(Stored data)
::::::::

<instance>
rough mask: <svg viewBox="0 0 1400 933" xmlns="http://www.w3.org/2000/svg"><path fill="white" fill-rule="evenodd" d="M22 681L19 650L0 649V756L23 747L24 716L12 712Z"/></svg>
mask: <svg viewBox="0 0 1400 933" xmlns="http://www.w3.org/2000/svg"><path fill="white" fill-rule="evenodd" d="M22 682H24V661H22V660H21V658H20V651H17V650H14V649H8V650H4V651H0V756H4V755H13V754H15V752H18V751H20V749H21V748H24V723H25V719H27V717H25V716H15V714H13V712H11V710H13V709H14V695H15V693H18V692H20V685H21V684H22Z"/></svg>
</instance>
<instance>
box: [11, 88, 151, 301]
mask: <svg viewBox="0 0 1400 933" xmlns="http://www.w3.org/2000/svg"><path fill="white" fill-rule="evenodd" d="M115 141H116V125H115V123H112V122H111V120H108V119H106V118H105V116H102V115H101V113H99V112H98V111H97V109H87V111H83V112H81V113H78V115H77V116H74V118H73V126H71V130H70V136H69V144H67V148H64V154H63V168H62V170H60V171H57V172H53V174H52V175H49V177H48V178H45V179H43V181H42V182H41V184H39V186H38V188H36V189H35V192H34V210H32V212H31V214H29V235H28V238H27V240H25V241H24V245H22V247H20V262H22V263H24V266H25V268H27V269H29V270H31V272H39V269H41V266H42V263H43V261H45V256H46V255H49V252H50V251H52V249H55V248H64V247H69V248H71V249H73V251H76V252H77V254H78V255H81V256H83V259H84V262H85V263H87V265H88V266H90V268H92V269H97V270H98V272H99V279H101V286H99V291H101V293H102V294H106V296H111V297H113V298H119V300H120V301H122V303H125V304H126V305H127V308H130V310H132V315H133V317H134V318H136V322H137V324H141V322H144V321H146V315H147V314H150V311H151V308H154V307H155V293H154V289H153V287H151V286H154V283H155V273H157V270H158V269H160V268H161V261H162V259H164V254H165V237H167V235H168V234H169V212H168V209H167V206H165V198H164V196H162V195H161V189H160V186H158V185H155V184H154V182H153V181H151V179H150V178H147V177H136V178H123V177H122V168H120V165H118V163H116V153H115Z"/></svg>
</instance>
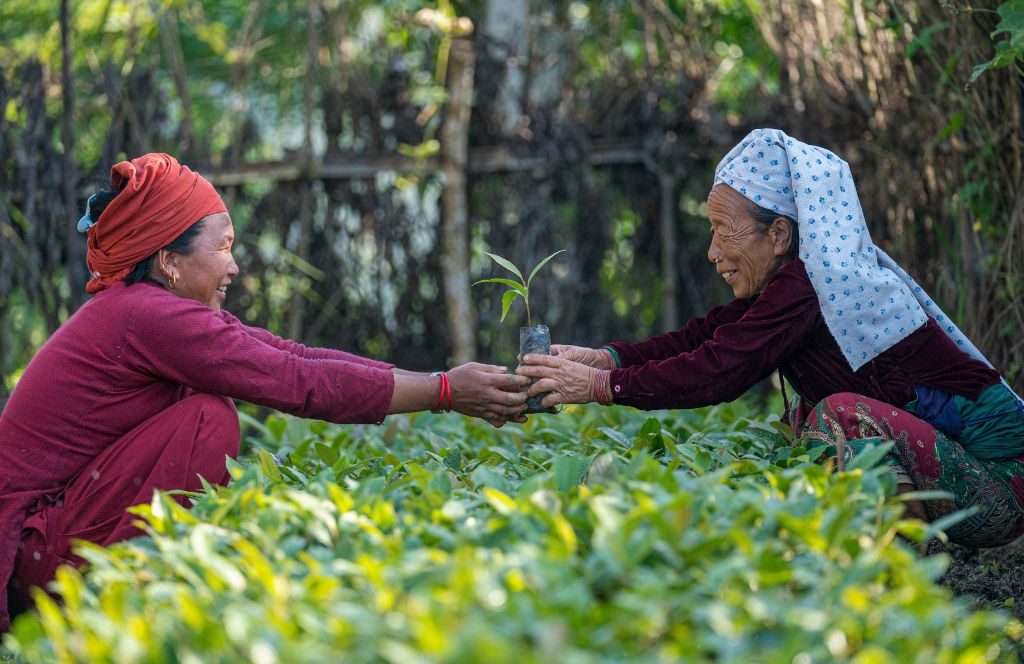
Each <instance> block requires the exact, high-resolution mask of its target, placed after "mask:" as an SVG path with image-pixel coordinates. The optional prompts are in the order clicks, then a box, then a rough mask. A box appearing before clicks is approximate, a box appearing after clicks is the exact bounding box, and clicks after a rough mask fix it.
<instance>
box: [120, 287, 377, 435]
mask: <svg viewBox="0 0 1024 664" xmlns="http://www.w3.org/2000/svg"><path fill="white" fill-rule="evenodd" d="M253 330H254V328H248V327H247V326H244V325H242V324H240V323H238V319H234V318H233V317H223V316H221V315H220V314H219V313H217V312H214V310H212V309H210V308H208V307H206V306H203V305H202V304H200V303H198V302H194V301H191V300H188V299H185V298H180V297H177V296H175V295H172V294H170V293H167V294H163V293H160V294H158V295H157V296H155V297H147V298H145V299H144V300H142V301H141V302H139V303H138V305H137V306H135V307H134V310H133V312H131V313H130V314H129V324H128V326H127V331H126V335H125V338H126V343H127V345H128V346H129V347H128V348H127V349H126V350H127V351H126V354H125V357H126V358H127V359H128V361H129V362H131V363H133V364H134V365H135V366H134V367H133V368H134V369H136V370H137V371H140V372H143V373H147V374H150V375H153V376H154V378H155V379H159V380H166V381H170V382H174V383H178V384H181V385H184V386H186V387H188V388H190V389H194V390H196V391H202V392H208V393H213V395H223V396H225V397H230V398H232V399H240V400H243V401H247V402H251V403H253V404H259V405H261V406H268V407H270V408H274V409H276V410H280V411H282V412H285V413H290V414H292V415H298V416H300V417H311V418H316V419H323V420H327V421H330V422H338V423H346V422H367V423H379V422H382V421H383V420H384V418H385V416H386V415H387V411H388V408H389V406H390V403H391V396H392V392H393V390H394V376H393V374H392V373H391V371H390V370H389V369H384V368H380V367H377V366H370V365H367V364H362V363H357V362H351V361H349V360H347V359H340V358H316V357H312V358H309V357H304V356H303V350H301V349H300V350H296V348H295V347H294V346H301V344H294V342H288V341H285V340H281V341H282V343H283V346H284V347H278V345H275V344H274V343H273V342H268V341H266V340H263V339H261V338H259V337H261V336H264V335H262V334H259V333H256V334H254V333H253ZM266 336H270V337H272V336H273V335H270V334H269V333H268V332H267V333H266ZM274 338H276V337H274ZM289 344H294V346H293V345H289ZM302 348H305V347H304V346H302ZM306 350H308V349H306Z"/></svg>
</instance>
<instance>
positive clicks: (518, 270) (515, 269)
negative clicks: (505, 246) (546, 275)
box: [483, 251, 525, 282]
mask: <svg viewBox="0 0 1024 664" xmlns="http://www.w3.org/2000/svg"><path fill="white" fill-rule="evenodd" d="M483 253H485V254H487V255H488V256H490V259H492V260H494V261H495V262H496V263H498V264H499V265H501V266H502V267H504V268H505V269H507V271H509V272H510V273H512V274H513V275H515V276H516V277H518V278H519V279H522V273H521V272H519V268H518V267H516V266H515V265H513V264H512V261H510V260H509V259H507V258H502V257H501V256H499V255H498V254H493V253H489V252H487V251H484V252H483ZM523 282H525V280H524V279H523Z"/></svg>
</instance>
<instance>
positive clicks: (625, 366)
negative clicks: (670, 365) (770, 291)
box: [604, 299, 753, 367]
mask: <svg viewBox="0 0 1024 664" xmlns="http://www.w3.org/2000/svg"><path fill="white" fill-rule="evenodd" d="M752 303H753V300H749V299H743V300H733V301H731V302H729V303H728V304H725V305H723V306H716V307H715V308H713V309H711V310H710V312H708V314H707V315H706V316H702V317H699V318H695V319H691V320H690V321H689V322H688V323H687V324H686V325H685V326H684V327H683V328H682V329H680V330H675V331H673V332H666V333H665V334H659V335H657V336H653V337H651V338H649V339H646V340H644V341H639V342H637V343H623V342H622V341H612V342H610V343H605V344H604V345H606V346H610V347H612V348H614V349H615V352H617V354H618V361H620V363H621V365H620V366H622V367H635V366H638V365H642V364H644V363H646V362H649V361H651V360H667V359H669V358H674V357H676V356H678V355H680V354H683V352H690V351H692V350H694V349H696V348H697V347H698V346H699V345H700V344H701V343H703V342H705V341H707V340H708V339H711V338H712V337H713V336H714V335H715V330H717V329H718V327H719V326H721V325H724V324H726V323H734V322H736V321H738V320H739V319H740V318H741V317H742V316H743V314H745V313H746V309H749V308H750V307H751V304H752Z"/></svg>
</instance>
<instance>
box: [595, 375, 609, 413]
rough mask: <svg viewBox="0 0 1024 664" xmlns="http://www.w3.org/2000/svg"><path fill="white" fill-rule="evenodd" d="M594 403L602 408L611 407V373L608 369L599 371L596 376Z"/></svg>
mask: <svg viewBox="0 0 1024 664" xmlns="http://www.w3.org/2000/svg"><path fill="white" fill-rule="evenodd" d="M594 401H596V402H597V403H598V404H600V405H602V406H610V405H611V403H612V399H611V371H609V370H608V369H598V371H597V373H595V374H594Z"/></svg>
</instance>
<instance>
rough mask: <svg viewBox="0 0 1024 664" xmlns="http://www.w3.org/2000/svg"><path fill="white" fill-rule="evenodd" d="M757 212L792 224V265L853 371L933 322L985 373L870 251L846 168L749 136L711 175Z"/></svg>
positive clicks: (815, 154) (794, 144) (811, 152)
mask: <svg viewBox="0 0 1024 664" xmlns="http://www.w3.org/2000/svg"><path fill="white" fill-rule="evenodd" d="M722 183H724V184H728V185H729V186H731V188H732V189H734V190H736V191H737V192H739V193H740V194H741V195H743V196H744V197H746V198H748V199H750V200H751V201H754V202H755V203H757V204H758V205H760V206H761V207H763V208H766V209H769V210H772V211H775V212H778V213H779V214H784V215H785V216H788V217H791V218H793V219H796V220H797V224H798V226H799V235H800V258H801V260H803V261H804V264H805V266H806V267H807V276H808V278H810V280H811V285H812V286H814V292H815V293H817V295H818V300H819V301H820V303H821V314H822V316H823V317H824V320H825V324H826V325H827V326H828V329H829V330H830V331H831V333H833V336H835V337H836V341H837V342H839V346H840V349H841V350H842V351H843V356H844V357H845V358H846V360H847V362H849V363H850V367H852V368H853V370H854V371H856V370H857V369H859V368H860V367H862V366H864V365H865V364H867V363H868V362H870V361H871V360H873V359H874V358H877V357H878V356H879V355H880V354H882V352H883V351H885V350H887V349H889V348H891V347H892V346H893V345H895V344H896V343H897V342H899V341H900V340H902V339H904V338H906V337H907V336H908V335H909V334H910V333H911V332H913V331H914V330H916V329H918V328H919V327H921V326H922V325H924V324H925V323H926V322H927V320H928V317H929V316H931V317H932V318H934V319H935V320H936V321H937V322H938V323H939V325H940V326H942V329H943V330H944V331H945V333H946V334H947V335H948V336H949V338H950V339H952V340H953V341H954V342H955V343H956V345H957V346H958V347H959V348H961V349H963V350H964V351H965V352H967V354H968V355H970V356H971V357H972V358H975V359H977V360H980V361H982V362H984V363H985V364H986V365H988V366H989V367H991V366H992V365H991V363H990V362H988V360H987V359H985V356H983V355H982V354H981V351H980V350H978V348H976V347H975V345H974V344H973V343H971V341H970V339H968V338H967V337H966V336H965V335H964V333H963V332H961V331H959V329H958V328H957V327H956V326H955V325H953V323H952V321H950V320H949V318H948V317H947V316H946V315H945V314H943V313H942V309H940V308H939V307H938V305H936V303H935V302H934V301H933V300H932V298H931V297H929V296H928V293H926V292H925V290H924V289H923V288H922V287H921V286H919V285H918V283H916V282H915V281H913V279H911V278H910V276H909V275H907V274H906V272H904V271H903V268H902V267H900V266H899V264H898V263H897V262H896V261H895V260H893V259H892V258H890V257H889V256H888V255H887V254H886V253H885V252H884V251H882V250H881V249H879V248H878V247H876V246H874V245H873V244H872V243H871V237H870V235H869V234H868V232H867V224H866V223H865V222H864V212H863V210H861V208H860V200H859V199H858V198H857V190H856V188H855V186H854V183H853V175H852V174H851V173H850V166H849V165H848V164H847V163H846V162H845V161H843V160H842V159H840V158H839V157H837V156H836V155H834V154H833V153H830V152H828V151H827V150H824V149H823V148H817V147H815V146H809V144H807V143H804V142H801V141H799V140H797V139H795V138H791V137H790V136H787V135H785V133H783V132H782V131H780V130H778V129H755V130H754V131H752V132H751V133H750V134H748V135H746V137H745V138H743V140H742V141H741V142H740V143H739V144H738V146H736V147H735V148H733V149H732V150H731V151H730V152H729V154H728V155H726V156H725V159H723V160H722V162H721V163H720V164H719V165H718V168H717V169H715V184H722Z"/></svg>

::::::::

• _Activity_
Go line by line through the records and copy those that contain the word "negative".

• _Finished task_
negative clicks: (505, 246) (546, 275)
negative clicks: (670, 365) (770, 291)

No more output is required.